===== Given data

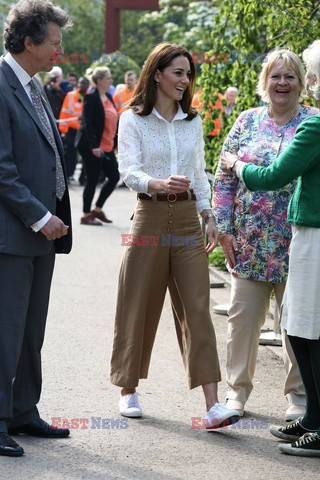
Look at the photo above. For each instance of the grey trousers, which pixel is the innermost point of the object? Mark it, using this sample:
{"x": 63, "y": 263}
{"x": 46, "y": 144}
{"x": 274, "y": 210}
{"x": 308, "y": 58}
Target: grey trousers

==========
===== Given data

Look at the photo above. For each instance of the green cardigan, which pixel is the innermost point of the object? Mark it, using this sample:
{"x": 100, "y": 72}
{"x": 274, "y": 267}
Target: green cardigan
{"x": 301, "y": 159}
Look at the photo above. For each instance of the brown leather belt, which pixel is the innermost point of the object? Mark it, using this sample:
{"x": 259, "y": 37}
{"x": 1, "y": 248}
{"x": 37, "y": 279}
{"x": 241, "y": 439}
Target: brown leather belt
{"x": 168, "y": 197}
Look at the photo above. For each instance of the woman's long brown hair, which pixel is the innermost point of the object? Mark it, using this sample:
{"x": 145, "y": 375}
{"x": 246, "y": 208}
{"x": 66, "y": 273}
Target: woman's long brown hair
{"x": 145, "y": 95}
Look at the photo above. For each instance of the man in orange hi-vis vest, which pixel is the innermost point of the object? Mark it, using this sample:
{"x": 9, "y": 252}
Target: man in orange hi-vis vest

==========

Task to complete: Duplicate everything from the line containing "Look at the photo above. For each instance of the man" down to the line containing "Target: man in orange hi-vis vest", including both of those lines, without changing anything.

Solution for this exercise:
Look at the photo above. For each instance of the man in orange hi-vis vest, which pixel is the innermost point of the object? Mark it, using this sample:
{"x": 9, "y": 252}
Target: man in orange hi-vis vest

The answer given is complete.